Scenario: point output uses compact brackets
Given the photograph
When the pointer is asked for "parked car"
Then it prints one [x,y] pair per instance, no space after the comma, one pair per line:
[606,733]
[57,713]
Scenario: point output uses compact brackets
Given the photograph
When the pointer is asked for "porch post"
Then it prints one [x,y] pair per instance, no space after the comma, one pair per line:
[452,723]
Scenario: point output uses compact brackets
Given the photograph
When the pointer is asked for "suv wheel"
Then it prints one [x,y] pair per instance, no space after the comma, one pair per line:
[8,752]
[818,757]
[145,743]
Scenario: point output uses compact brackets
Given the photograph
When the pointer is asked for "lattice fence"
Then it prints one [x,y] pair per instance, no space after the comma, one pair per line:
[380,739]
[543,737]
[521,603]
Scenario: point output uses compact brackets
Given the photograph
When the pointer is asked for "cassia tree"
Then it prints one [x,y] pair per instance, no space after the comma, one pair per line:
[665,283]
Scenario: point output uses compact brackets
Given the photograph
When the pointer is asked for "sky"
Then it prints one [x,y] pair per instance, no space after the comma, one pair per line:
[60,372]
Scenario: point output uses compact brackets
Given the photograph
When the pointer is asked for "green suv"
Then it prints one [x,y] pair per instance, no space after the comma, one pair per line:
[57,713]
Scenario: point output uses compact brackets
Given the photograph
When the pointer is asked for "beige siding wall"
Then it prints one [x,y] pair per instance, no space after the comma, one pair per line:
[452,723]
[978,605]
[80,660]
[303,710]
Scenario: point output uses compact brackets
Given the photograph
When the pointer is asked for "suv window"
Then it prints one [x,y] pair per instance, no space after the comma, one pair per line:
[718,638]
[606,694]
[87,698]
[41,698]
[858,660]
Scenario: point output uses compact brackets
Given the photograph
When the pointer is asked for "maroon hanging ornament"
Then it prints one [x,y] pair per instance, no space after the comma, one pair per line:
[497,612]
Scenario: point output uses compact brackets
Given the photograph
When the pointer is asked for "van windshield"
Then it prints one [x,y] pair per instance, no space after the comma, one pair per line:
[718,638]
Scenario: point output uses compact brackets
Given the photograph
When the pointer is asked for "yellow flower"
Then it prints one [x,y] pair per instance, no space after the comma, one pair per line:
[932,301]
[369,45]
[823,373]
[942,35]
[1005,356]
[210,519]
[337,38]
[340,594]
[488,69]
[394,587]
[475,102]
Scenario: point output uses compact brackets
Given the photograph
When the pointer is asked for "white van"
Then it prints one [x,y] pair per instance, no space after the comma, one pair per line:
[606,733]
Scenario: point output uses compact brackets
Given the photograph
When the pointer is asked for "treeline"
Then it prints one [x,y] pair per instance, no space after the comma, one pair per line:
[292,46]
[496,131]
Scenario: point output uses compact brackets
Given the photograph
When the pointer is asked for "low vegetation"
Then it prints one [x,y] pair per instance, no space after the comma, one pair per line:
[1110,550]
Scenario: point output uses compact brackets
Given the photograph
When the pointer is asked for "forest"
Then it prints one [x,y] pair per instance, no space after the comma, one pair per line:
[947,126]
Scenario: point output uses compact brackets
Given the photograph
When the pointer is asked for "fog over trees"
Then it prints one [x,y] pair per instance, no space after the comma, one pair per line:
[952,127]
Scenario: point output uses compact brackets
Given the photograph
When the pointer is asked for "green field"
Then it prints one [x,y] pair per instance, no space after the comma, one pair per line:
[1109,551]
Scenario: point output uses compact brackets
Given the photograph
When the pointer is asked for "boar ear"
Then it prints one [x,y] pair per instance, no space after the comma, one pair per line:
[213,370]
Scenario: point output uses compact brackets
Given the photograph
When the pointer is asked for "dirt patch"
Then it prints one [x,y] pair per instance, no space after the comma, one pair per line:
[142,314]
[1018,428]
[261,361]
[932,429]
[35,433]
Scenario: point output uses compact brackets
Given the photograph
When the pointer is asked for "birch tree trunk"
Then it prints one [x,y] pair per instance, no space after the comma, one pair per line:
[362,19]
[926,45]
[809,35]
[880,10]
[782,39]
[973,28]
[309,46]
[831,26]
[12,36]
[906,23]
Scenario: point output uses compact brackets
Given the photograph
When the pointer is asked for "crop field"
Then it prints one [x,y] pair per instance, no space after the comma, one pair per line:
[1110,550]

---

» **Assignment**
The full set of entries must be transcribed exactly.

» **Solution below**
Scenario: point output uses compact brackets
Given the photograph
When the pointer is asked for "parked car"
Then it prints one [x,y] pair per instance, no space after the comma, one pair per line:
[606,733]
[57,713]
Scenario: point output uses compact brackets
Given the photograph
When the pointer is asked for "porch post"
Then it prints one [x,y] pair per instance, no space after the comma, one pair per line:
[452,723]
Scenario: point output uses compact brackets
Given the photograph
When the pointer is asked for "suv wheel"
Then it prints one [x,y] pair per instance, no space after the comma, one pair per line:
[8,752]
[818,757]
[145,743]
Scenario: point output uses compact brackets
Given the photograph
When the pointer is asked for "lattice fence"
Then it prints one [x,y] pair per instance, no space after the comma, one pair per line:
[380,739]
[543,737]
[521,603]
Scenario: point output uses compact brackets
Given the photograph
When the pointer is asked for "cassia tree"
Then it prints one [x,y] pair per instance, no space after the comma, one pair per line:
[665,283]
Scenario: point output uses compact brackets
Given the photograph
When the pointer is asked for "sky"
Then it prints one [x,y] pair per instance, no space after the comma, one pair per line:
[60,372]
Scenario: point output uses compact brackets
Given the photograph
When the pointer is asked for "green suv"
Then it prints one [x,y] pair per instance, no space after the comma, one pair per line:
[57,713]
Scenario: point output uses compact brackets
Given the photograph
When the pointer is asked for "beige siding wall"
Then it prints one [x,y] pair per instance, no space after the comma, one pair per line:
[452,723]
[978,605]
[80,660]
[303,710]
Scenario: point output uses compact brackets
Given the photograph
When the pointer is asked for "suv window"
Then it prints one [x,y] pair per instance, no space after the comma, one pair per line:
[718,638]
[606,694]
[87,698]
[41,698]
[858,660]
Scenario: point output uses compact brackets
Given the photograph
When the pointer is asked for "maroon hanging ornament"
Then it prints one [x,y] pair per instance, no space after the comma, one pair per line:
[497,612]
Scenario: point output uses compact brackets
Given the photograph
When the pointer is asked for "van windshield"
Then it prints one [x,y] pair per instance, no space after the comma, one pair per line:
[718,638]
Scenario: point output uses compact brackets
Given the photograph
When the pointer is asked for "yellow flower"
Then it prints one [x,y] pair per instance, no space after the comma, one pair per line:
[932,301]
[369,45]
[823,373]
[942,35]
[1005,356]
[210,519]
[337,38]
[340,594]
[488,69]
[394,587]
[475,102]
Scenario: point output uses compact brackets
Given the photograph
When the pointer is asked for "white van"
Then it prints one [x,y] pair per instance, no space after the comma, one pair per line:
[606,733]
Scenario: point output uses compact brackets
Given the photograph
When the pointer is asked for "treeline"
Then it prints one [x,y] pair per instance, no space after the comma, one pair per line:
[292,46]
[496,131]
Scenario: point output uses compact brackets
Given the photograph
When the pointer is asked for "low vegetation"
Then it prints one [x,y] pair per instance, no space after the comma, one pair per line:
[1110,550]
Scenario: point output uses compact brackets
Given the photograph
When the pointer is asked for "forest"
Then it prints one [x,y] pair per instance, no space after the comma, one pair per line:
[947,126]
Scenario: point output uses compact brackets
Given the photograph
When the pointer is asked for "fog over trees"
Then it prints one [x,y] pair per instance, no space after the comma, one pair per line:
[952,127]
Scenario: point output uses compact brackets
Given the photograph
When the pointer is asked for "green field"
Then it prints one [x,y] pair per instance, no space after the comma, one pair per line:
[1109,551]
Scenario: point output uses compact brackets
Given the photograph
When the pointer is asked for "boar ear"
Then it prints one [x,y] pair per instance, no space after the comma, one pair per line:
[213,370]
Scenario: point output uses compact brackets
Given the photograph
When the pointer is asked for "dirt patch"
Then it prints one [x,y] pair per instance, no space after the comma, one pair per line:
[142,314]
[1018,428]
[261,361]
[932,429]
[35,433]
Scenario: point output uses compact brackets
Given the photograph
When the pointer is asked for "birch tree trunk"
Then it prints one [x,y] pair per instance, no space after the comma, one pair per line:
[362,19]
[926,45]
[809,35]
[880,10]
[782,39]
[973,28]
[309,46]
[831,26]
[12,36]
[906,23]
Scenario: point output uses compact brackets
Given the photograph
When the pointer is asked for "crop field"
Then it prints one [x,y] pair per instance, no space after the comma, one pair per line:
[1110,550]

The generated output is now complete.